*What to do*
Locate each line below that contains the word "tree", and copy those lines.

*Records for this exercise*

_ _ _ _

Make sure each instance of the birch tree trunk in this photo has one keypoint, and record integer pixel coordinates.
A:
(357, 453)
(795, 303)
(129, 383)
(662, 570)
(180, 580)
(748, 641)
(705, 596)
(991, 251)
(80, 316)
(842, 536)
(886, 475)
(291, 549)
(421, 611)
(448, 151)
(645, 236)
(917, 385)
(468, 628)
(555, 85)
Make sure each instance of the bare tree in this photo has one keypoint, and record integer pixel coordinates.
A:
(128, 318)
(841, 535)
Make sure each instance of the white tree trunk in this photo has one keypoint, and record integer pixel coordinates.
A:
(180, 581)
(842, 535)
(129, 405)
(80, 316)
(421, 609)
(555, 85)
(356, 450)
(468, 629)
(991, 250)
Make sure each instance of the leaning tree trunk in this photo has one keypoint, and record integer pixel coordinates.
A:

_ _ _ _

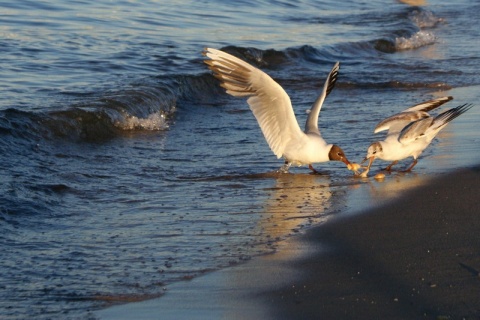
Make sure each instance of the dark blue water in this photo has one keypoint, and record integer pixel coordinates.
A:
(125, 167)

_ _ _ _

*Finished answer*
Make sure each instance of the birch tree trunk in this photo has one keypoint, and record integer pixel coordinates.
Make sure each instance of the bare tree in this photo has one keypoint, and record integer pixel coordinates.
Make sure each instance of the white tree trunk in this photo has one keypoint, and record integer pixel coordinates.
Make sure each instance of the leaning tree trunk in this photo has one keypoint, and record integer pixel coordinates.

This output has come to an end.